> **What is needed**: Copy out every line of the records below word for word, omitting the pictures.

> **Source records**:
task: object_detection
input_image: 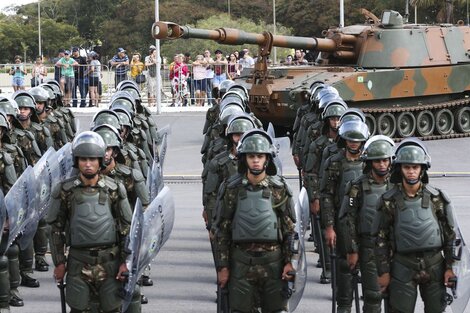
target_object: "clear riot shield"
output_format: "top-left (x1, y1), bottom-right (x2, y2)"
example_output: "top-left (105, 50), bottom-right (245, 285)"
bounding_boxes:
top-left (122, 198), bottom-right (144, 312)
top-left (19, 147), bottom-right (61, 248)
top-left (137, 186), bottom-right (175, 276)
top-left (5, 166), bottom-right (39, 247)
top-left (266, 123), bottom-right (291, 175)
top-left (57, 142), bottom-right (73, 180)
top-left (288, 195), bottom-right (308, 312)
top-left (295, 187), bottom-right (310, 237)
top-left (450, 207), bottom-right (470, 313)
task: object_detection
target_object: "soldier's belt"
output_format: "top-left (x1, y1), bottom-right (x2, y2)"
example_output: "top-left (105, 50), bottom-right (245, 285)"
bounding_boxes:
top-left (232, 248), bottom-right (282, 265)
top-left (69, 246), bottom-right (119, 265)
top-left (393, 251), bottom-right (444, 271)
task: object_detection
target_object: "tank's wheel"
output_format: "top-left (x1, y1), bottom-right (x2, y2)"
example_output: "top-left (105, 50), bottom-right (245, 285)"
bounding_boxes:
top-left (455, 107), bottom-right (470, 133)
top-left (397, 112), bottom-right (416, 138)
top-left (416, 110), bottom-right (436, 137)
top-left (365, 113), bottom-right (377, 136)
top-left (377, 113), bottom-right (397, 137)
top-left (435, 109), bottom-right (454, 135)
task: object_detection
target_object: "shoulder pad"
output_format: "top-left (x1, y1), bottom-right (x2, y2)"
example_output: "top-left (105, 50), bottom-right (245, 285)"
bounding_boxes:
top-left (62, 176), bottom-right (80, 191)
top-left (131, 168), bottom-right (145, 182)
top-left (116, 163), bottom-right (132, 176)
top-left (227, 174), bottom-right (243, 188)
top-left (102, 176), bottom-right (120, 191)
top-left (3, 152), bottom-right (13, 165)
top-left (382, 186), bottom-right (399, 200)
top-left (424, 184), bottom-right (443, 197)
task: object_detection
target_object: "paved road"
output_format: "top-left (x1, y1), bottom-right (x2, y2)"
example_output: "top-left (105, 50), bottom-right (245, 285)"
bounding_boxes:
top-left (12, 112), bottom-right (470, 313)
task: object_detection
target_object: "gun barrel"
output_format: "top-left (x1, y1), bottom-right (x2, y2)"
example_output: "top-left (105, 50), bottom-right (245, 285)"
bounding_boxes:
top-left (152, 21), bottom-right (342, 52)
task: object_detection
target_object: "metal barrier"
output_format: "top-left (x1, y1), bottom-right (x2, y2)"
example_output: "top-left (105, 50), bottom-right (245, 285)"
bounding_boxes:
top-left (0, 63), bottom-right (248, 107)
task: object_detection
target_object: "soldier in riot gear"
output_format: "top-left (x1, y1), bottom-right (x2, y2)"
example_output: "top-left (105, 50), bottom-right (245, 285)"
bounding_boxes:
top-left (339, 135), bottom-right (395, 313)
top-left (0, 110), bottom-right (24, 312)
top-left (29, 85), bottom-right (68, 150)
top-left (47, 131), bottom-right (132, 313)
top-left (320, 121), bottom-right (369, 313)
top-left (372, 138), bottom-right (455, 313)
top-left (216, 129), bottom-right (295, 313)
top-left (201, 114), bottom-right (255, 230)
top-left (304, 101), bottom-right (347, 284)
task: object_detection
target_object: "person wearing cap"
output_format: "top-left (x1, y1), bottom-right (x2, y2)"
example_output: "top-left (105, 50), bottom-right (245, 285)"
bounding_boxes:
top-left (55, 50), bottom-right (78, 106)
top-left (145, 45), bottom-right (157, 106)
top-left (371, 138), bottom-right (460, 313)
top-left (215, 129), bottom-right (296, 313)
top-left (110, 48), bottom-right (129, 87)
top-left (320, 121), bottom-right (369, 313)
top-left (9, 55), bottom-right (28, 91)
top-left (339, 135), bottom-right (395, 313)
top-left (46, 131), bottom-right (132, 313)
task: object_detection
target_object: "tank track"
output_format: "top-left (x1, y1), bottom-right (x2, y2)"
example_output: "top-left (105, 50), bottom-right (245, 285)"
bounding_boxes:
top-left (362, 98), bottom-right (470, 141)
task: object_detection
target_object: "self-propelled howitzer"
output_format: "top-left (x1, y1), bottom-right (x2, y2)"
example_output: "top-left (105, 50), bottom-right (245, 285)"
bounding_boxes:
top-left (152, 10), bottom-right (470, 139)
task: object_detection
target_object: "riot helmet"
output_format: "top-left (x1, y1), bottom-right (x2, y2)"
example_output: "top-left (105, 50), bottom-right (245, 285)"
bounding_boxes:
top-left (92, 124), bottom-right (125, 166)
top-left (361, 135), bottom-right (395, 176)
top-left (13, 90), bottom-right (39, 122)
top-left (91, 110), bottom-right (121, 129)
top-left (28, 86), bottom-right (50, 114)
top-left (72, 131), bottom-right (106, 168)
top-left (390, 137), bottom-right (431, 185)
top-left (340, 108), bottom-right (366, 124)
top-left (237, 129), bottom-right (277, 175)
top-left (337, 121), bottom-right (369, 154)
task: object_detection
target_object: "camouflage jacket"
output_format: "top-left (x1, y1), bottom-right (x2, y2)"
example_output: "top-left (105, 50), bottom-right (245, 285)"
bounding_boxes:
top-left (372, 183), bottom-right (455, 276)
top-left (216, 174), bottom-right (295, 268)
top-left (46, 175), bottom-right (132, 266)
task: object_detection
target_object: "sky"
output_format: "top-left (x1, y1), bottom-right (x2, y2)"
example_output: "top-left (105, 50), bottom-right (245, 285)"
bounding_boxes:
top-left (0, 0), bottom-right (38, 11)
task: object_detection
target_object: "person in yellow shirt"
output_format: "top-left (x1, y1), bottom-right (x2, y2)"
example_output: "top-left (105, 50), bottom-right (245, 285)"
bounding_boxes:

> **Response**:
task: object_detection
input_image: 
target_object: "clear riot shield"
output_format: "top-left (x1, y1), bottom-right (x2, y2)"
example_output: "top-left (105, 50), bottom-right (245, 285)"
bounding_boxes:
top-left (122, 198), bottom-right (144, 312)
top-left (19, 147), bottom-right (61, 248)
top-left (137, 186), bottom-right (175, 276)
top-left (5, 166), bottom-right (39, 247)
top-left (266, 123), bottom-right (291, 175)
top-left (57, 142), bottom-right (73, 180)
top-left (288, 195), bottom-right (308, 312)
top-left (295, 187), bottom-right (310, 237)
top-left (450, 207), bottom-right (470, 313)
task: object_detection
target_object: "soldier's belt"
output_format: "top-left (x1, y1), bottom-right (x2, y2)"
example_output: "top-left (105, 50), bottom-right (245, 285)"
bounding_boxes:
top-left (232, 248), bottom-right (282, 265)
top-left (69, 246), bottom-right (119, 265)
top-left (393, 251), bottom-right (444, 271)
task: object_detection
target_object: "tank's wheel"
output_format: "top-left (x1, y1), bottom-right (x2, y2)"
example_output: "top-left (105, 50), bottom-right (245, 285)"
bounding_boxes:
top-left (455, 107), bottom-right (470, 133)
top-left (397, 112), bottom-right (416, 138)
top-left (416, 110), bottom-right (436, 137)
top-left (365, 113), bottom-right (377, 136)
top-left (377, 113), bottom-right (397, 137)
top-left (435, 109), bottom-right (454, 135)
task: object_detection
target_object: "shoulder pad"
output_format: "top-left (x1, y1), bottom-right (x2, y2)"
example_output: "top-left (105, 50), bottom-right (245, 285)"
bounding_boxes:
top-left (62, 176), bottom-right (80, 191)
top-left (131, 168), bottom-right (145, 182)
top-left (116, 163), bottom-right (132, 176)
top-left (227, 174), bottom-right (243, 188)
top-left (102, 176), bottom-right (120, 191)
top-left (3, 152), bottom-right (13, 165)
top-left (382, 186), bottom-right (399, 200)
top-left (424, 184), bottom-right (443, 197)
task: object_detection
target_object: "paved road"
output_format: "top-left (x1, y1), bottom-right (x2, y2)"
example_output: "top-left (105, 50), bottom-right (245, 285)"
bounding_boxes:
top-left (12, 112), bottom-right (470, 313)
task: object_detection
target_object: "gun barrel"
output_format: "top-left (x1, y1), bottom-right (x2, y2)"
example_output: "top-left (105, 50), bottom-right (245, 285)"
bounding_boxes:
top-left (152, 21), bottom-right (342, 52)
task: object_detection
target_object: "metal barrier"
output_format: "top-left (x1, y1), bottom-right (x2, y2)"
example_output: "top-left (105, 50), bottom-right (245, 285)"
bounding_boxes:
top-left (0, 63), bottom-right (248, 107)
task: object_detection
target_object: "soldier in riot gear"
output_format: "top-left (x1, y1), bottom-right (x2, y2)"
example_output: "top-left (105, 50), bottom-right (245, 285)"
bounding_boxes:
top-left (339, 135), bottom-right (395, 313)
top-left (0, 110), bottom-right (24, 312)
top-left (29, 85), bottom-right (68, 150)
top-left (47, 131), bottom-right (132, 313)
top-left (320, 121), bottom-right (369, 313)
top-left (372, 138), bottom-right (455, 313)
top-left (216, 129), bottom-right (295, 313)
top-left (201, 114), bottom-right (255, 230)
top-left (304, 101), bottom-right (347, 284)
task: object_detection
target_object: "person wearing cap"
output_format: "top-left (x1, y1), bottom-right (x2, y2)"
example_output: "top-left (105, 50), bottom-right (245, 285)"
bounding_boxes:
top-left (55, 50), bottom-right (78, 106)
top-left (145, 45), bottom-right (157, 106)
top-left (371, 138), bottom-right (460, 313)
top-left (215, 129), bottom-right (296, 313)
top-left (110, 48), bottom-right (129, 87)
top-left (320, 121), bottom-right (369, 313)
top-left (9, 55), bottom-right (28, 91)
top-left (339, 135), bottom-right (395, 313)
top-left (46, 131), bottom-right (132, 313)
task: object_detection
target_object: "tank track"
output_format: "top-left (x1, y1), bottom-right (x2, y2)"
example_output: "top-left (105, 50), bottom-right (245, 285)"
bounding_boxes:
top-left (362, 98), bottom-right (470, 141)
task: object_detection
target_object: "self-propelled howitzer"
output_format: "top-left (x1, y1), bottom-right (x2, y2)"
example_output: "top-left (105, 50), bottom-right (245, 285)"
bounding_boxes:
top-left (152, 10), bottom-right (470, 139)
task: object_detection
target_object: "riot helmet"
output_format: "top-left (x1, y1), bottom-right (x2, y2)"
example_output: "top-left (105, 50), bottom-right (245, 285)"
bounding_boxes:
top-left (92, 124), bottom-right (125, 166)
top-left (361, 135), bottom-right (395, 176)
top-left (13, 90), bottom-right (39, 122)
top-left (91, 110), bottom-right (121, 129)
top-left (28, 86), bottom-right (50, 114)
top-left (72, 131), bottom-right (106, 168)
top-left (390, 137), bottom-right (431, 185)
top-left (340, 108), bottom-right (366, 124)
top-left (237, 129), bottom-right (277, 175)
top-left (337, 121), bottom-right (369, 154)
task: object_detection
target_object: "camouflage jacket"
output_format: "top-left (x1, y1), bottom-right (x2, y2)"
example_output: "top-left (105, 50), bottom-right (245, 285)"
bounding_boxes:
top-left (372, 183), bottom-right (455, 276)
top-left (216, 174), bottom-right (295, 268)
top-left (46, 175), bottom-right (132, 266)
task: object_detection
target_object: "sky"
output_format: "top-left (x1, y1), bottom-right (x2, y2)"
example_output: "top-left (105, 50), bottom-right (245, 285)"
bounding_boxes:
top-left (0, 0), bottom-right (38, 11)
task: object_detection
target_object: "person in yellow shirt"
output_format: "top-left (x1, y1), bottom-right (x2, y2)"
example_output: "top-left (105, 50), bottom-right (245, 285)"
bounding_boxes:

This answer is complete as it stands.